→ **Instructions to follow**: Set down every record below exactly as written, but leave out the pictures.
Records provided Block Start
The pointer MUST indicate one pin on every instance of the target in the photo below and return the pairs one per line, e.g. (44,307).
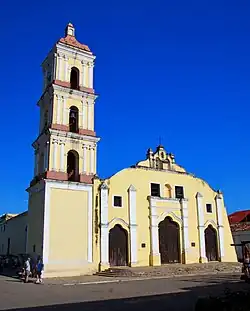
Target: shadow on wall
(185,300)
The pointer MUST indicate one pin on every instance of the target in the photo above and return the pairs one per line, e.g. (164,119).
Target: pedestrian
(39,271)
(27,270)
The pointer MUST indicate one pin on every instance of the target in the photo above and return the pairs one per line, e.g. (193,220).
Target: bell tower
(60,215)
(65,149)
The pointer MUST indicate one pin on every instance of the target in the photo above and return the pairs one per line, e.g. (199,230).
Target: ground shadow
(184,300)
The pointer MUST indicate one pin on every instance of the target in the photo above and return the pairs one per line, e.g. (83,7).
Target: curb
(141,278)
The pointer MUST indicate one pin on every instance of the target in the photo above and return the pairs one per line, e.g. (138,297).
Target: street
(160,294)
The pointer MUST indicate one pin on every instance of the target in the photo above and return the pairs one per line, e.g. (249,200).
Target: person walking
(39,270)
(27,270)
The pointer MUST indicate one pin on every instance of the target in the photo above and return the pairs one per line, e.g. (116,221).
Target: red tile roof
(237,217)
(70,40)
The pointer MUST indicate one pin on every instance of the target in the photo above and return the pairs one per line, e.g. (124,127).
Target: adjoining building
(13,233)
(149,214)
(240,227)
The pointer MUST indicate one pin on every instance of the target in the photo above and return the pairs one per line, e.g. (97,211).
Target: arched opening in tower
(73,166)
(73,119)
(74,78)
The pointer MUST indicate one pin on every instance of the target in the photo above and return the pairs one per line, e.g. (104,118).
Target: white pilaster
(104,226)
(90,84)
(82,74)
(184,210)
(89,115)
(58,114)
(65,111)
(65,68)
(59,59)
(92,159)
(219,207)
(46,156)
(132,223)
(54,66)
(84,155)
(154,229)
(54,156)
(200,213)
(62,157)
(36,172)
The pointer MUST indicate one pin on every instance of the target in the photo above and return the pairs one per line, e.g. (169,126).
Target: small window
(117,201)
(209,208)
(155,190)
(179,193)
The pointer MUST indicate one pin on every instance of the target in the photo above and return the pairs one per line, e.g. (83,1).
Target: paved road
(162,294)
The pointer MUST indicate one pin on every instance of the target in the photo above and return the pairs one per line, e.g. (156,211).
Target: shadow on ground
(184,300)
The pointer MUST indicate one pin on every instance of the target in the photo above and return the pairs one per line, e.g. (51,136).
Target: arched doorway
(73,166)
(73,119)
(118,246)
(74,78)
(211,244)
(169,241)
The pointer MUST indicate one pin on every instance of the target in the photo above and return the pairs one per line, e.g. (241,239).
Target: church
(149,214)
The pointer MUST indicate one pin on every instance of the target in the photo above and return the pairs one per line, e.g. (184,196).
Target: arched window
(73,119)
(168,191)
(73,165)
(74,78)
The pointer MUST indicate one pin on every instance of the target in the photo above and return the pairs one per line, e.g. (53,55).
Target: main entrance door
(211,244)
(118,246)
(169,241)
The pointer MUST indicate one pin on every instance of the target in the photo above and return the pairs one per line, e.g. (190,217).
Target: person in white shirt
(27,270)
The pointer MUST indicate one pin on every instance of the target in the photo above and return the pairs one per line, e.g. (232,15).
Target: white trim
(54,155)
(219,206)
(75,94)
(84,164)
(113,201)
(70,135)
(46,224)
(90,227)
(200,212)
(154,247)
(73,51)
(170,214)
(210,222)
(185,227)
(91,69)
(62,157)
(58,115)
(66,186)
(153,182)
(91,159)
(88,116)
(65,68)
(132,223)
(104,225)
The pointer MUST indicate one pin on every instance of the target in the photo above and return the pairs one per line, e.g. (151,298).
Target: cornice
(70,135)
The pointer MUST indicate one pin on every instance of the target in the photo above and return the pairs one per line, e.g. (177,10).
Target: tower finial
(70,30)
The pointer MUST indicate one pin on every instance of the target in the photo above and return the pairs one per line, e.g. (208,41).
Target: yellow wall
(36,221)
(68,233)
(15,230)
(141,179)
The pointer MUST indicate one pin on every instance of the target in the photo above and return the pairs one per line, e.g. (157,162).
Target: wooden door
(211,244)
(169,241)
(118,246)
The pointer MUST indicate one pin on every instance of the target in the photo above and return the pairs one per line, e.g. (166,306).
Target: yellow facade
(81,224)
(13,234)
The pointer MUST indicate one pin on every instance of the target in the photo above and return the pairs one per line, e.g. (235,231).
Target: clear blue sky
(175,69)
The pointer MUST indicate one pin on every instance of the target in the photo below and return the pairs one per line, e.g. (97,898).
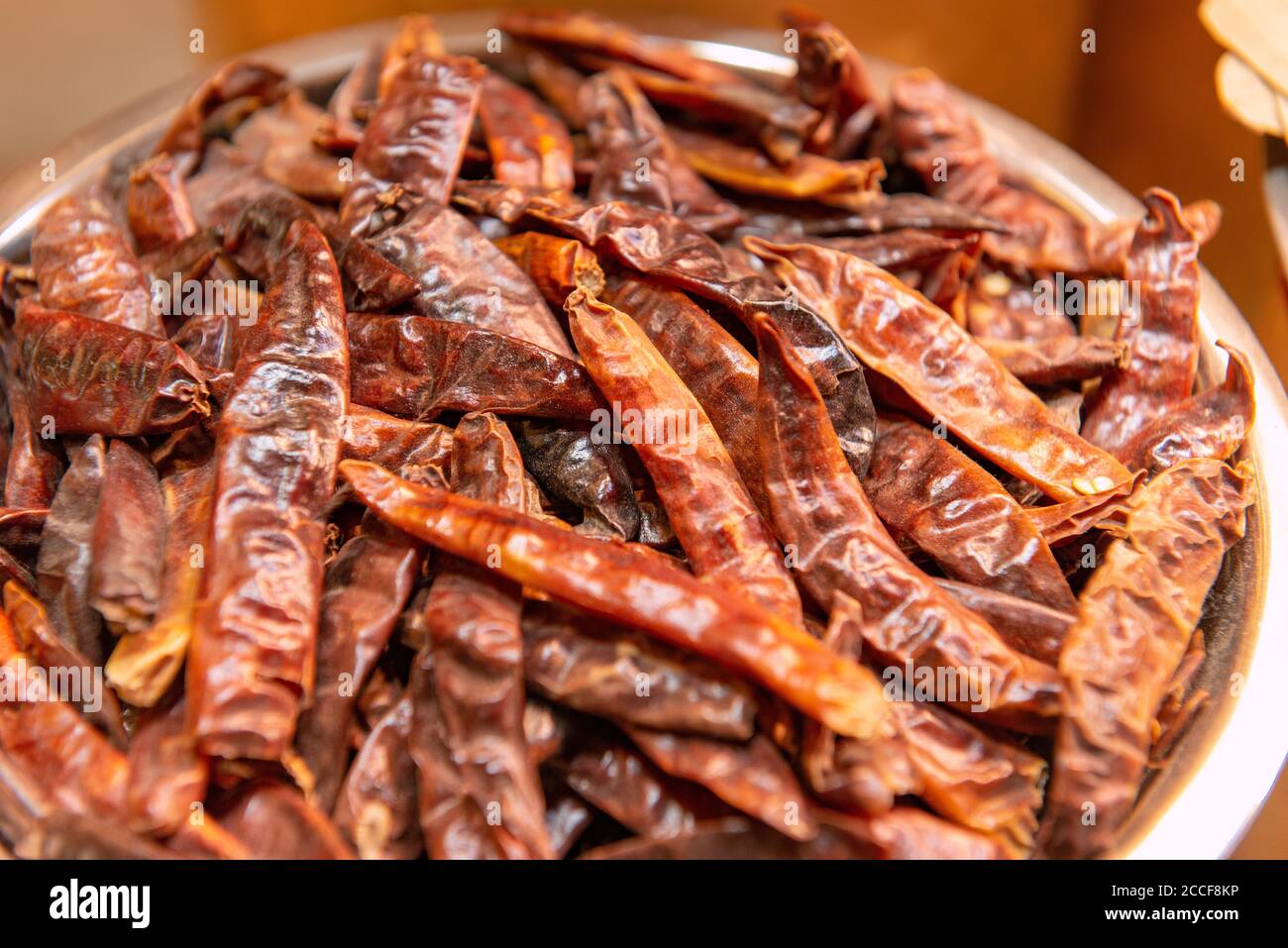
Records provided Block End
→ **Task output**:
The pointer MUST indicate one pin on every instance of the target in the photo below and return the pairs one per line, e.g. (44,307).
Target: shadow on wall
(185,300)
The pointer MUST indicate one pin on every instance of the target in the photo above and return the pairs one per line, e.g. (164,119).
Target: pedestrian
(39,271)
(27,270)
The pointer MUST indicate one pin on every instance of the target in the photo above and return the pairs one per line, e.g. (193,220).
Target: bell tower
(60,215)
(65,149)
The pointer MUST indicate one pin on every instance of the target in the photo above and return the pairs one per line, e.g. (199,230).
Target: ground shadow
(184,300)
The pointer MUST indicate one pin on every instance of the target in the photo above and return the pairs one per line, e.g. (83,7).
Target: curb
(141,278)
The pointer MUST indicate one pin on every instance of the target in the photo above and return the pairs one per line, e.g. (138,297).
Target: street
(160,294)
The pointer MUST indicate one pin on every instance of the target in the photo above and return the pairs one per line, e.g. (249,200).
Target: person walking
(39,270)
(27,270)
The pointer MUST indicate one pin on every instance of the target in the photo above and return the pairs one per line, e.g. (116,221).
Target: red tile roof
(237,217)
(70,40)
The pointer MUST indicate one pin on every instance of the target in the photo above and return the pairs one per line, e.g. (124,127).
Target: adjoining building
(13,233)
(149,214)
(240,227)
The pointer MUST indicate one pin on every instance of the target in the photo above and return the pairs one per line, e.g. (97,211).
Target: arched opening in tower
(73,166)
(73,119)
(74,78)
The pointer MUST indicate one pin on every instance of the target in the photo above and return the pairs one per line, e.g. (104,118).
Target: white pilaster
(104,226)
(90,84)
(82,74)
(184,210)
(89,115)
(58,114)
(65,111)
(65,68)
(59,59)
(92,159)
(219,207)
(46,156)
(132,223)
(54,66)
(84,155)
(154,229)
(54,156)
(200,213)
(62,157)
(36,172)
The pointer MUST indicate one pin on every instance of the target in the photo above and return the pairs one per line, e.g. (169,126).
Target: small window
(117,201)
(209,208)
(155,190)
(179,193)
The pointer MUST indicate one pin on every instance of the target in the photo above and return the pairs one per line, e.g. (83,1).
Target: paved road
(162,294)
The pointer MUST indicate one pin on every instance of the target in the photo above and return the pairs one per line, e.g. (156,211).
Target: shadow on ground
(184,300)
The pointer MUST indicate one pin on every instance of the target in the photo above and return the pairs one per line, e.g. (51,136).
Target: arched doorway
(73,166)
(73,119)
(118,246)
(74,78)
(211,244)
(169,241)
The pointer MUST indicate one pin on every instance of the target in the photo above and return the pairs one per line, e.g. (241,239).
Target: church
(149,214)
The pointer MUST indicate one pin on every instance of the target in the photo above and return the pairs one per line, e.g. (184,196).
Target: arched window
(73,119)
(168,191)
(73,165)
(74,78)
The pointer MUST indicate one pin on every instance of the target in the photo above and return the pairs one per line, e.g. (53,55).
Target: main entrance door
(211,244)
(118,246)
(169,241)
The pointer MUST indicate one pin on every instance of the target in the photo above and return the pairs one per line, e.g. (190,217).
Target: person in white shirt
(27,270)
The pointer MUST indicate one pin on every instance of the target in the photo above and return the pairs one per line, e.g. (232,15).
Target: white trim
(54,155)
(219,206)
(75,94)
(84,164)
(113,201)
(70,135)
(46,224)
(90,227)
(200,212)
(154,247)
(73,51)
(170,214)
(210,222)
(185,227)
(91,69)
(62,157)
(58,115)
(66,186)
(153,182)
(91,159)
(88,116)
(65,68)
(132,223)
(104,225)
The pointer MUST indicate one pin on every instance of the target in the photo above and return the pairs one per line, e.g. (151,298).
Target: cornice
(70,135)
The pointer MUST indicate one pin on every instance of the target in the photo above and return the pairs one per line, e.g. (177,10).
Target: tower finial
(70,30)
The pointer MUST indicate one pin on every instance of the target in the photo above and return the pairs one per line, e.g. (208,41).
Target: yellow wall
(36,221)
(68,233)
(15,230)
(141,179)
The pointer MUST indicate one pin on every instance of the target in the photo above and return the pairs one per line, e.g. (157,162).
Target: wooden door
(211,244)
(169,241)
(118,246)
The pointer MUST indicate one pin on every instance of the target in the photo above and return the pairs one per line, e.g. (166,306).
Target: yellow facade
(81,224)
(13,234)
The pointer MUST indicate one pin on every instance of the target in the photo above and return the pairs one per line, e.g. (235,231).
Target: clear blue sky
(175,69)
The pointer MUST indicate one pin on every instance of the target in the photo below and return the pairs one per line, e.g. (97,898).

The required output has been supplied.